■ **The exercise**:
Count the lines in the listing below that contain the word "sneaker", matching case exactly. Reply with the number only.

** Begin Working data **

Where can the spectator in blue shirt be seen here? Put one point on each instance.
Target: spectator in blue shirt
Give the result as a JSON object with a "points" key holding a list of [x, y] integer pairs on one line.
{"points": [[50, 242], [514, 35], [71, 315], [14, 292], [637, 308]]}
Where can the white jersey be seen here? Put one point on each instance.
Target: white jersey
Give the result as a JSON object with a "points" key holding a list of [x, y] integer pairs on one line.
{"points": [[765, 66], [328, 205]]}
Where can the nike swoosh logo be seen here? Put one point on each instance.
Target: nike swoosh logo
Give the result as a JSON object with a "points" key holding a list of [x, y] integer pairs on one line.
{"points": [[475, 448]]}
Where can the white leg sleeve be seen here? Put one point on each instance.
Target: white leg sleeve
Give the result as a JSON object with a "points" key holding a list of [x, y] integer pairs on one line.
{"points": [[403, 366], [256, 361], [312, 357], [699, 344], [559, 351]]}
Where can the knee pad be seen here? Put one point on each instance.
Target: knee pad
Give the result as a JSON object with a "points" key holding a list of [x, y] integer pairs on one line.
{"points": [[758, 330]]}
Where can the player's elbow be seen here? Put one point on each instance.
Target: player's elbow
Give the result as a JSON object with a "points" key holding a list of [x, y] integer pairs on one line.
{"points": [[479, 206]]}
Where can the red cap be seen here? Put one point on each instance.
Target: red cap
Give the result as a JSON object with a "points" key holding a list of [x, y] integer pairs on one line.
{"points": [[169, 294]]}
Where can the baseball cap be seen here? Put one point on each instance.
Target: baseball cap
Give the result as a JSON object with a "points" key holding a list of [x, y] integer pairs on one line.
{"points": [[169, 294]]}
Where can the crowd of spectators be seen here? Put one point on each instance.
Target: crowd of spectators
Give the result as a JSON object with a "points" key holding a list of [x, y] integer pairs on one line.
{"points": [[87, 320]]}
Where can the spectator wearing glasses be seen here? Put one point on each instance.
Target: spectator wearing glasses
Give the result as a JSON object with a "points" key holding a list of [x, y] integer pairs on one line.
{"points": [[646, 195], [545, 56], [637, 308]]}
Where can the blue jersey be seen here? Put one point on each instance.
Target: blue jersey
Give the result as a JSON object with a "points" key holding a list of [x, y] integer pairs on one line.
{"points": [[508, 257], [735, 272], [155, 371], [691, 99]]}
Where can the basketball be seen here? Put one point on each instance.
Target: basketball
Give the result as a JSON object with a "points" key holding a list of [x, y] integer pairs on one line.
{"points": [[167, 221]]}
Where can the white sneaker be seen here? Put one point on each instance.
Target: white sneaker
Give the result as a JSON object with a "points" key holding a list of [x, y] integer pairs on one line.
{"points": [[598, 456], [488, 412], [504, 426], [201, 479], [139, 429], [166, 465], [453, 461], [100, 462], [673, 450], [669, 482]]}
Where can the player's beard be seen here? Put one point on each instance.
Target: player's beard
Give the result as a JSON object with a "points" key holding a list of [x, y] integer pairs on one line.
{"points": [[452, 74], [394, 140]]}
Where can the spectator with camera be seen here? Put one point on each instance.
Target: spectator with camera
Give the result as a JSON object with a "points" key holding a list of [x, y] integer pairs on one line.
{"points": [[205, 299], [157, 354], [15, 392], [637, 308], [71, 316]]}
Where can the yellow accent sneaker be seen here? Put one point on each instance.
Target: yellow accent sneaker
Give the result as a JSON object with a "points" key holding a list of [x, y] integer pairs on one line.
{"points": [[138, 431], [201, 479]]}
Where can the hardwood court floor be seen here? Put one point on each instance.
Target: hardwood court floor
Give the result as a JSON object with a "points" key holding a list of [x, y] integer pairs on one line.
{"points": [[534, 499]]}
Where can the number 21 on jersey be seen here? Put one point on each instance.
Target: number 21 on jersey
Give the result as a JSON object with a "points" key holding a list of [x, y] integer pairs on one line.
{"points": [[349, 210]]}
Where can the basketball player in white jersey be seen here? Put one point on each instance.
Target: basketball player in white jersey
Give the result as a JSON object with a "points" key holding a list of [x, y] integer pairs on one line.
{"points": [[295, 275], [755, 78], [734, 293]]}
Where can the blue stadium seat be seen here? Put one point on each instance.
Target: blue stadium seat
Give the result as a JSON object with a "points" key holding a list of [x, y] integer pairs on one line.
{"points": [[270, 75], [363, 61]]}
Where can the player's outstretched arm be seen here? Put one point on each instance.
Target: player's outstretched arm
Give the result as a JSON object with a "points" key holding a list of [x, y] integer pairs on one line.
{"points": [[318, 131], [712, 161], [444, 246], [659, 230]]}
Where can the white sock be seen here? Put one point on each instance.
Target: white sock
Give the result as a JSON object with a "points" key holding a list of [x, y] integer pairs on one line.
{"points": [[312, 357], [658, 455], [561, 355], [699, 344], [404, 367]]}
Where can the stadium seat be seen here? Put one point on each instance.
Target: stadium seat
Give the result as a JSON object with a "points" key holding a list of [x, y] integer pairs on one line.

** End Working data **
** Begin Working data **

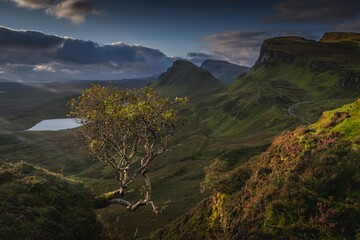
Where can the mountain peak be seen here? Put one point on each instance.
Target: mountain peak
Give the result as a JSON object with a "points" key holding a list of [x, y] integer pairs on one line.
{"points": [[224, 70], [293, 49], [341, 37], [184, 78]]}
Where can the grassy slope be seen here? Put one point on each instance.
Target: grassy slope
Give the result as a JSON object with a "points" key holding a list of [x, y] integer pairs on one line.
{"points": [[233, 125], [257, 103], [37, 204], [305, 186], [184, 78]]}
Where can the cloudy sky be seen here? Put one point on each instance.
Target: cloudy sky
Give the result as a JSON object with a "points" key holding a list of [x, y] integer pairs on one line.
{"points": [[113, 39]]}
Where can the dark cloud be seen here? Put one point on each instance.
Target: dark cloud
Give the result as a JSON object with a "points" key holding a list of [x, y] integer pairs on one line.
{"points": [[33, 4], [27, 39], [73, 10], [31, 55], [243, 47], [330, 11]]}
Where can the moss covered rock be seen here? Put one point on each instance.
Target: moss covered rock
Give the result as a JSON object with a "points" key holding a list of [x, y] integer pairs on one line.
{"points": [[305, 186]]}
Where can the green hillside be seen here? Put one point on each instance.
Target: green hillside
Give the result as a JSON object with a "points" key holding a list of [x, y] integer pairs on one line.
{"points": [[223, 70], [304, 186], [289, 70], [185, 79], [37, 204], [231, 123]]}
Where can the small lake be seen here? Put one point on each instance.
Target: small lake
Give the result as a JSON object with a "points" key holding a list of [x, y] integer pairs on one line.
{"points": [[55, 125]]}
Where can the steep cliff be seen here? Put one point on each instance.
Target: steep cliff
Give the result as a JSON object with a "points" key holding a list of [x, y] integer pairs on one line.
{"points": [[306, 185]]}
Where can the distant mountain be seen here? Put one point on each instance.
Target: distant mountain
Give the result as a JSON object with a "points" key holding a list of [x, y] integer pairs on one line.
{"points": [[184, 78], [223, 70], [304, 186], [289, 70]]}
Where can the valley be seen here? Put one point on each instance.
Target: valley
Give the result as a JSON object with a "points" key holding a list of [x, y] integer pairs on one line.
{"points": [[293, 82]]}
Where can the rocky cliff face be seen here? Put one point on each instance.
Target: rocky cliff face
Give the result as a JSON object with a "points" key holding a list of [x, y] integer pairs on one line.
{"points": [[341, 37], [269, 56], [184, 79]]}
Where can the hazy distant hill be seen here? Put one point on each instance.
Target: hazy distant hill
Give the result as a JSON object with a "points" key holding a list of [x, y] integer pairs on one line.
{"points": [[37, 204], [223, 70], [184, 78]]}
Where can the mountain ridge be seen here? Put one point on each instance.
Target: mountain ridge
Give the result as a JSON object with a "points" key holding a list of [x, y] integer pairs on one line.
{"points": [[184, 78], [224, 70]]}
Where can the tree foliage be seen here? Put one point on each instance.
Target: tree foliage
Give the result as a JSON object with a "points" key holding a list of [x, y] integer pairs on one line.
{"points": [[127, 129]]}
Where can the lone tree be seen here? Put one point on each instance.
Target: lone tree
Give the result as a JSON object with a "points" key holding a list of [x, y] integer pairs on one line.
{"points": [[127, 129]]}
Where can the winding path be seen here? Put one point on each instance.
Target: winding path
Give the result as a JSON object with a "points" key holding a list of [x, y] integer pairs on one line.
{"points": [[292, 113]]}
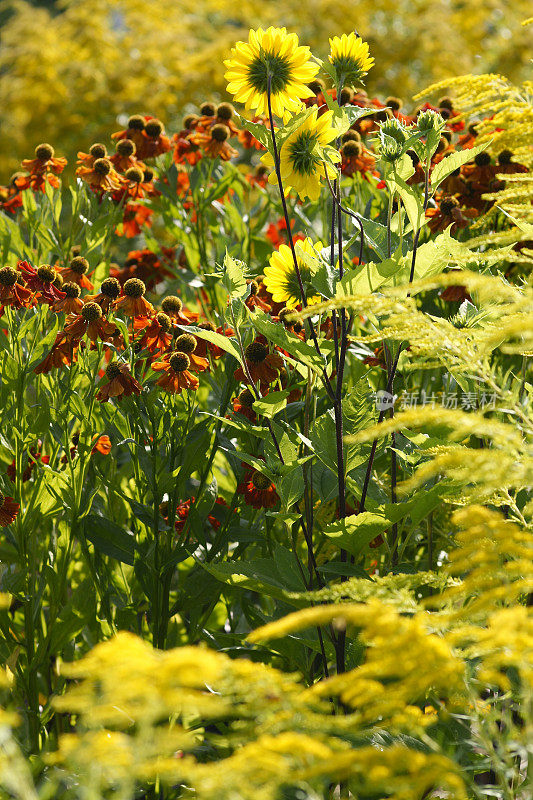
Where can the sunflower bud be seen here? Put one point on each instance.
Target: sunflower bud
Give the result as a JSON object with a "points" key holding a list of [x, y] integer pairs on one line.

** End Working data **
** Begin Working data **

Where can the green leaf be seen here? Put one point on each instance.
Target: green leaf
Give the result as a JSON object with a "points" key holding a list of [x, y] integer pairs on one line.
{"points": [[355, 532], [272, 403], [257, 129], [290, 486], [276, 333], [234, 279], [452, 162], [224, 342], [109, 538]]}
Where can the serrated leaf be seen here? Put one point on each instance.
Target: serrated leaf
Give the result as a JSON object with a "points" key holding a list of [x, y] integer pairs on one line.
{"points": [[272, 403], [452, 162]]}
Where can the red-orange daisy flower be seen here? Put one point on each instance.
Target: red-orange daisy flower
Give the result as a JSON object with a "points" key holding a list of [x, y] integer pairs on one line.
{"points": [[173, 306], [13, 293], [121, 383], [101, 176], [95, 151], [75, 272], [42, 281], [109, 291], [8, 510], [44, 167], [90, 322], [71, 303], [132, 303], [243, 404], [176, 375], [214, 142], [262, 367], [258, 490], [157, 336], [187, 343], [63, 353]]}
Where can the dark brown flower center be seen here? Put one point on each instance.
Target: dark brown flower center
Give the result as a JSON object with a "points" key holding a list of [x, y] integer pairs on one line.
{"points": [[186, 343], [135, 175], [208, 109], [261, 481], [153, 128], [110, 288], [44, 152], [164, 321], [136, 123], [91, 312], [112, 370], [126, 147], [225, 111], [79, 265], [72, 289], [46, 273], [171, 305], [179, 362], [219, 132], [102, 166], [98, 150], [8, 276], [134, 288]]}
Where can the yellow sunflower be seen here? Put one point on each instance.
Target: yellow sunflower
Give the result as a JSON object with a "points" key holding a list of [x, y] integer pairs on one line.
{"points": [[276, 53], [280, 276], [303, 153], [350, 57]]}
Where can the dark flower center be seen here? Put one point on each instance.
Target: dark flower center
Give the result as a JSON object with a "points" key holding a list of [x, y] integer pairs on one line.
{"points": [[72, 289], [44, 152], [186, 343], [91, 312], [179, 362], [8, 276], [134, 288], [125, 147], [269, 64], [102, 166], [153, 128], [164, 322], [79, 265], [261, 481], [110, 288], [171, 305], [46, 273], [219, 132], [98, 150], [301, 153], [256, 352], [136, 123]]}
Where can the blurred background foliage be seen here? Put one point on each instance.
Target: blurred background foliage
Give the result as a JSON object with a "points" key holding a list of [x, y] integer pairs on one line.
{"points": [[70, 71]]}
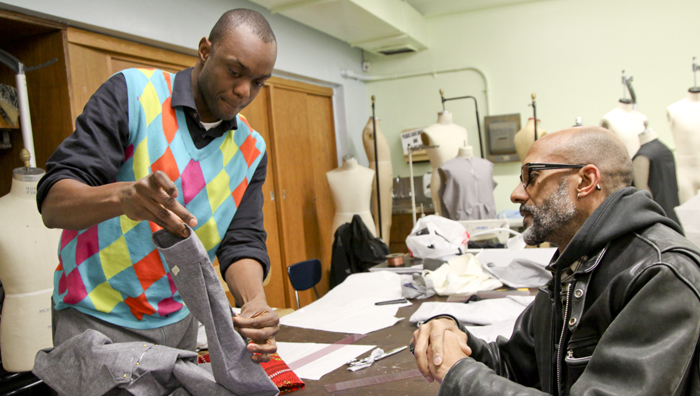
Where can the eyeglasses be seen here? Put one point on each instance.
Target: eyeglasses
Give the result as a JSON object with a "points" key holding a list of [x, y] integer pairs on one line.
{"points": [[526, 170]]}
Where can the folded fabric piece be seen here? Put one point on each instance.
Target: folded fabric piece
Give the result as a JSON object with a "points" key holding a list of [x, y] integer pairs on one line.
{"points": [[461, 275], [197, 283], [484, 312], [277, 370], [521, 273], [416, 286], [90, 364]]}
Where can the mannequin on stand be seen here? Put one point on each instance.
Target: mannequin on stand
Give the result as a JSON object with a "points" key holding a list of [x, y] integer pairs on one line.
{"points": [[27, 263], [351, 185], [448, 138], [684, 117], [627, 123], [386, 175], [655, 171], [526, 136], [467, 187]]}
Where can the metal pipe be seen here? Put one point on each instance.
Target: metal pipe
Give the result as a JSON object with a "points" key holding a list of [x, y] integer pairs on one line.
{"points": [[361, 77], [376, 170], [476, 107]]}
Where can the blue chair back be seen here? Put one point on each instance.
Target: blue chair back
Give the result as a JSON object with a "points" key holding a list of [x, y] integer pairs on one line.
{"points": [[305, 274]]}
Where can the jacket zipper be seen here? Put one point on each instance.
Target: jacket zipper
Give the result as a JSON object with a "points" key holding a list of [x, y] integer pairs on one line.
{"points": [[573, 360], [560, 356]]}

** End Working data **

■ **Output of the exercise**:
4